» Requirements
1 - Please update the passage of the Mozart Requiem thread that begins at "Hey everyone. So" and ends after "dying to know.", replacing "student" with "pupil" throughout.
2 - Write the next part of the Mozart Requiem thread, picking up after its final sentence.

» Document
++++++++++++++++++++

# Mozart Requiem UNFINISHED VERSION



## ianbobian (Aug 8, 2014)

Hey everyone. So I found out one of the choirs I sing in is doing the Mozart Requiem--"just the parts completed by Mozart."
As far as I'm aware, actually most movements weren't ENTIRELY completed by Mozart...most had some finishing touches put on by his student. 
And others were completely written by his student.
So does anyone have any hunches regarding what movements would be left out? I'm dying to know.


----------



## Fugue Meister (Jul 5, 2014)

This has always been an interesting topic because in truth the last movement he fully fleshed out is supposed to be the Lacrimosa, which the half way point. So many would say the second half was only done in part, (barely sketched) by Mozart and his pupil Sussmayr finished it. Personally I have a hard time believing more of movements like say the Benedictus with its tremendous mastery of contrapuntal lines and textures, and the Agnus Dei which I also think couldn't have been penned by Sussmayr himself. Mozart I think did more than we actually know.

++++++++++++++++++++

» Entries provided
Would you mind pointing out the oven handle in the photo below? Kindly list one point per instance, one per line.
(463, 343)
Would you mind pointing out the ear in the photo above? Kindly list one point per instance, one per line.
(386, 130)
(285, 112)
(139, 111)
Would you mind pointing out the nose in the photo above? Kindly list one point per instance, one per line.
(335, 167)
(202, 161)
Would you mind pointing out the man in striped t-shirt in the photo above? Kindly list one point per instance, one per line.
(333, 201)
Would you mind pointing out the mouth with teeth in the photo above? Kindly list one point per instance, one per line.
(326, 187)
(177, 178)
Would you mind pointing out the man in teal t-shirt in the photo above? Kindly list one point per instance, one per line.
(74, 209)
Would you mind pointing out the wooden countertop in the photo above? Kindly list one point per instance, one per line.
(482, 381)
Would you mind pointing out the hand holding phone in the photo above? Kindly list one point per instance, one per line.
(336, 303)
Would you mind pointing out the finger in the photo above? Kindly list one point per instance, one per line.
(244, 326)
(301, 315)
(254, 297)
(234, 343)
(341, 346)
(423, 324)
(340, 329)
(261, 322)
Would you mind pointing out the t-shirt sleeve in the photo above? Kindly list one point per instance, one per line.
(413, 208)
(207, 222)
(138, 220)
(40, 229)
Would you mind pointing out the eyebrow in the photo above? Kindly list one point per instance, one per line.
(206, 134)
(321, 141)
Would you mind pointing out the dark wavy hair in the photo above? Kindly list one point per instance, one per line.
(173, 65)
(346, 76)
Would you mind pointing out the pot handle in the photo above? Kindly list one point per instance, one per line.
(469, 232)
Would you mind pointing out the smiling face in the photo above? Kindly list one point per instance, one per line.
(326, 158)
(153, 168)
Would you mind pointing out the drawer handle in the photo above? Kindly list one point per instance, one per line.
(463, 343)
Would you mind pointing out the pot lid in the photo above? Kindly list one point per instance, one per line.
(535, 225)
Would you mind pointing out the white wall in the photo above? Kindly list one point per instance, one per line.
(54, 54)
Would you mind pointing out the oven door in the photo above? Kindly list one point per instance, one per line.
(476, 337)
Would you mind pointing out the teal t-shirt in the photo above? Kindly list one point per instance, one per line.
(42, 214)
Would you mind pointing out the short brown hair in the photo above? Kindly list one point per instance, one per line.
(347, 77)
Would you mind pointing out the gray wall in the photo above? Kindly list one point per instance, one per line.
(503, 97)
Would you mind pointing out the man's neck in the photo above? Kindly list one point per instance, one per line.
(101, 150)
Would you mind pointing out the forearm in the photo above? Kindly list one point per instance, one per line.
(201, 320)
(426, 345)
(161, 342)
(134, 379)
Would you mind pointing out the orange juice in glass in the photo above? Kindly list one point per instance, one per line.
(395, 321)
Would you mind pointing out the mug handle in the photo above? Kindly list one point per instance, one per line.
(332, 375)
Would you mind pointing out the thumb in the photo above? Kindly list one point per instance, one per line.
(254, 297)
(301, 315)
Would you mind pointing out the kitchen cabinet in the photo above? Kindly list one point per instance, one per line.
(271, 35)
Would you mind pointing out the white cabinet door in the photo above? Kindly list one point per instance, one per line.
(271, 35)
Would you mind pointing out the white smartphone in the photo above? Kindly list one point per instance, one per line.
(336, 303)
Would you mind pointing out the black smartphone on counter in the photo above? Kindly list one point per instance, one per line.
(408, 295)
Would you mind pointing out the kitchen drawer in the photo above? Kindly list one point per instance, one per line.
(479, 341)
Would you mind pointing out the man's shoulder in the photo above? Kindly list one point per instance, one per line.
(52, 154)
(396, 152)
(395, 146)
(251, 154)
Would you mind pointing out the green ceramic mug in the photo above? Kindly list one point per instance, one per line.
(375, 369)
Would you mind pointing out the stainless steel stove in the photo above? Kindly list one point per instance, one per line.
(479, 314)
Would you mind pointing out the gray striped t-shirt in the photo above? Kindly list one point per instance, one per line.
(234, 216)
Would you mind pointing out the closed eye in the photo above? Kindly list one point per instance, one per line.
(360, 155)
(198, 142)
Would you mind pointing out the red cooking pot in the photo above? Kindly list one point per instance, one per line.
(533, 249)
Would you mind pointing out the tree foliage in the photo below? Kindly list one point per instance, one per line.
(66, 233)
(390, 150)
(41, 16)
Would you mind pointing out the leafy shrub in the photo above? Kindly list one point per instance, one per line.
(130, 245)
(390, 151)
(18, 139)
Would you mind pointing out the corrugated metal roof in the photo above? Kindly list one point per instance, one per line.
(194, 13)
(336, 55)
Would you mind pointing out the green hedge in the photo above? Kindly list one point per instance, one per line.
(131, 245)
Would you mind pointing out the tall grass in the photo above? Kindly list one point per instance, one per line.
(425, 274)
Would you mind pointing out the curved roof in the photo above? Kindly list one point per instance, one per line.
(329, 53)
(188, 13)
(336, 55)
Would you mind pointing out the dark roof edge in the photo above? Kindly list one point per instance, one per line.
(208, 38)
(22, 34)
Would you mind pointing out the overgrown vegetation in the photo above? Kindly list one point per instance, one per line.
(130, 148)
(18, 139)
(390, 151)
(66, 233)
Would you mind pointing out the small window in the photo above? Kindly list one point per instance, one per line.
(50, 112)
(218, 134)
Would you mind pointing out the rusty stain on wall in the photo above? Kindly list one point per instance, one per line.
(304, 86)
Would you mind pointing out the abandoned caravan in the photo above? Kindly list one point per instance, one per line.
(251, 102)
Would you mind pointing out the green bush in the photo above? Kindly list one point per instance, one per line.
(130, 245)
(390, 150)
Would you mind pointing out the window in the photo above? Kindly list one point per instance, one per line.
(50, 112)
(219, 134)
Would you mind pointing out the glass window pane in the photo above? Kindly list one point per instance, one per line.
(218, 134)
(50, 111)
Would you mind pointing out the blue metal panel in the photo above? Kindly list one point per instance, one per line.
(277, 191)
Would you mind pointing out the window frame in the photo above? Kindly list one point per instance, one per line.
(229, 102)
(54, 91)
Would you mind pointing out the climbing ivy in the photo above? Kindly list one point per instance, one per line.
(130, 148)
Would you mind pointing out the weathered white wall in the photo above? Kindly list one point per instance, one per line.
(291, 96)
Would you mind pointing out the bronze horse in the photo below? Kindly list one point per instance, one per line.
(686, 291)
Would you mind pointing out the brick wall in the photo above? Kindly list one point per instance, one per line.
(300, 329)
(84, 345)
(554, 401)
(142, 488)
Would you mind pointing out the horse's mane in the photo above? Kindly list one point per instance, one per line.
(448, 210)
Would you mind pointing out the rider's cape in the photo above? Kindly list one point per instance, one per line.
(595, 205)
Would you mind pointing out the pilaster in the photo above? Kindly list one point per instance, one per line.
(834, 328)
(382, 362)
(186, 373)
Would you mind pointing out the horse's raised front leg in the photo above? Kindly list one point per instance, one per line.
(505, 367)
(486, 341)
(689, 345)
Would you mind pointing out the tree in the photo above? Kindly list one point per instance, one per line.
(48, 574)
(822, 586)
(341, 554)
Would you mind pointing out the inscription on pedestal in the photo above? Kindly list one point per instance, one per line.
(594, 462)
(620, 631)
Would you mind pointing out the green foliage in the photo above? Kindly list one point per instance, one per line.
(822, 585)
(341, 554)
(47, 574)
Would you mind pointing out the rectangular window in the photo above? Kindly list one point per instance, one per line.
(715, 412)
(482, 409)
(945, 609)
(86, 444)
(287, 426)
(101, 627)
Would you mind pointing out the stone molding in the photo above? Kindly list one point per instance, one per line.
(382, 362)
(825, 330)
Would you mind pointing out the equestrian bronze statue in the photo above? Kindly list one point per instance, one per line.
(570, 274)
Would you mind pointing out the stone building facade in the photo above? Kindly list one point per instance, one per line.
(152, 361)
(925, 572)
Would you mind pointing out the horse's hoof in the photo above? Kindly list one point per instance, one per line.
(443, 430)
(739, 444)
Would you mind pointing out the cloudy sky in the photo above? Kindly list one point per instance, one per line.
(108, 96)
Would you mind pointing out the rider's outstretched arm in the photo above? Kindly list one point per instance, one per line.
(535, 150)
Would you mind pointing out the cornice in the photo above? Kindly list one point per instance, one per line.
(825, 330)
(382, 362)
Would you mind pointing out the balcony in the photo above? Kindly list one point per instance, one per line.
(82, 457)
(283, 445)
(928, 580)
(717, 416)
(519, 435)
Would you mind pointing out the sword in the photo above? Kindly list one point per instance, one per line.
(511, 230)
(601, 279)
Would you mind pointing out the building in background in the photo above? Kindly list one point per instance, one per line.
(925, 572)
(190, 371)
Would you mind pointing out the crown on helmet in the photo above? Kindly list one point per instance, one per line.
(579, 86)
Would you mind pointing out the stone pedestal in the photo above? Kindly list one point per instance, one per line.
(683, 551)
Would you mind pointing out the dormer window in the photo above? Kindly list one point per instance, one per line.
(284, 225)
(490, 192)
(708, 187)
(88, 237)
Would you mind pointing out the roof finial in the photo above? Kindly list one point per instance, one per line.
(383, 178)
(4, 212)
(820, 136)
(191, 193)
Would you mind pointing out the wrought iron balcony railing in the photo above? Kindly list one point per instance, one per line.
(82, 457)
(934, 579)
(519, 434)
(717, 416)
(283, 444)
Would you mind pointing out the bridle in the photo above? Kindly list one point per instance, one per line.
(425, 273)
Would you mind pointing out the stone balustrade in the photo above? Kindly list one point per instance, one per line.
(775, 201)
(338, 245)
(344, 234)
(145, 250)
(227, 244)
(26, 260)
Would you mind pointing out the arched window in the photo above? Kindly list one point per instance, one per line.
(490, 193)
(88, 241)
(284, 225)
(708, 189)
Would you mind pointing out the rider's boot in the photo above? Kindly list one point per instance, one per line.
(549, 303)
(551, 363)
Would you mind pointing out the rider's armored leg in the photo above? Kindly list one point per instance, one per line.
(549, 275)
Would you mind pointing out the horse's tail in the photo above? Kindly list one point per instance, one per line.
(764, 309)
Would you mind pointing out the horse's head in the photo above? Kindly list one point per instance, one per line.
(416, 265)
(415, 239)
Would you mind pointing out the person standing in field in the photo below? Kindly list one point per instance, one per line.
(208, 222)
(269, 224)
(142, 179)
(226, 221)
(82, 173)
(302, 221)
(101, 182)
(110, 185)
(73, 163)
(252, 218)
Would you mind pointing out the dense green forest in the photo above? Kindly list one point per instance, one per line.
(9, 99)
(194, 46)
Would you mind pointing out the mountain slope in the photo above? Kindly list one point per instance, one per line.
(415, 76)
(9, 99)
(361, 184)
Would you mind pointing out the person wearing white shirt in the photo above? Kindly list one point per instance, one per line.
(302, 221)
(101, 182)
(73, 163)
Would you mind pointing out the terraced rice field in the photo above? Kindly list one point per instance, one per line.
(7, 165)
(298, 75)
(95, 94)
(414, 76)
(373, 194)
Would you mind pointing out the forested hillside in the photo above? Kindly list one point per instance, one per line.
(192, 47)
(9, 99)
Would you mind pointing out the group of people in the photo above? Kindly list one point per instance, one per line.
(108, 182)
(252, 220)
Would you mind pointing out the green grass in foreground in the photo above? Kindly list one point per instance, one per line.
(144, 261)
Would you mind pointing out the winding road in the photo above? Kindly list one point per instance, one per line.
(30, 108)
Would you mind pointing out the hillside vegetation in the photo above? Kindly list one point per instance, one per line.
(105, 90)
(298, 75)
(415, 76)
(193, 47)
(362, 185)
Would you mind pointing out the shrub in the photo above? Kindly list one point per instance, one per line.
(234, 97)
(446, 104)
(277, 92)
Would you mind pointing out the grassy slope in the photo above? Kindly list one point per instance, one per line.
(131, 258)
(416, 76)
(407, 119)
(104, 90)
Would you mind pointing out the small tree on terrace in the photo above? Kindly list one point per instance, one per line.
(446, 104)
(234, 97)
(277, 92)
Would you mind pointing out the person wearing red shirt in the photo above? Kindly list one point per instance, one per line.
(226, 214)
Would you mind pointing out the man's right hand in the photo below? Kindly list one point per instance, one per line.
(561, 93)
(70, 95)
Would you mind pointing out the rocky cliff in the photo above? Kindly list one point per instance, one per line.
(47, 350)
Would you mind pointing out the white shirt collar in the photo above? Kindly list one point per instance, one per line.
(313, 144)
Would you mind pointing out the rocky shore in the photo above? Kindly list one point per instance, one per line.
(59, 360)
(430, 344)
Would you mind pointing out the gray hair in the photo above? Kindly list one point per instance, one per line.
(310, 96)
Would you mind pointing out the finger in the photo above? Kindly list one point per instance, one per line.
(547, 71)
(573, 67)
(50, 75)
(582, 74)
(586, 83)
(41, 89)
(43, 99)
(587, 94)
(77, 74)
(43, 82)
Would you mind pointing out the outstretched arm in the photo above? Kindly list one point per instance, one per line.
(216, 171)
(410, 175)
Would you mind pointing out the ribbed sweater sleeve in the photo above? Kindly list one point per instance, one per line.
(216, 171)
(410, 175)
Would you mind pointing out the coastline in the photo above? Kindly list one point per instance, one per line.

++++++++++++++++++++

» Expected outputs
1 -
Hey everyone. So I found out one of the choirs I sing in is doing the Mozart Requiem--"just the parts completed by Mozart."
As far as I'm aware, actually most movements weren't ENTIRELY completed by Mozart...most had some finishing touches put on by his pupil. 
And others were completely written by his pupil.
So does anyone have any hunches regarding what movements would be left out? I'm dying to know.

2 -
And to truly answer the op. that would be, at least from traditional thinking I believe:


Introitus: Requiem eternal - Mozart
Kyrie eleison - Mozart
Dies irae - Mozart
Tuba mirum - Mozart
Rex tremendae - Mozart
Recordare - Mozart
Confutatis - Mozart
Lacrymosa - Mozart
Domine Jesu - Sussmayr
Hostias - Sussmayr
Sanctus - Sussmayr
Benedictus - Sussmayr
Agnus Dei - Sussmayr
Lux aeterna - Sussmayr


----------



## ComposerOfAvantGarde (Dec 2, 2011)

Domine Jesu and Hostias were by Mozart (but with the same level of completion as most of the sequence part of the requiem ie. choir and basso continuo) and only the first 8 bars of the Lacrymosa are truly Mozart's own. Also, it was _mostly_ Sußmayr who completed the version most performed today, other students helped out too.

It would be interesting to know, does the choir intend to do the 8 Lacrymosa bars plus the opening of the amen fugue, or if the amen will be left out and the whole Lacrymosa (Mozart-Sußmayr) will be sung?


----------



## PlaySalieri (Jun 3, 2012)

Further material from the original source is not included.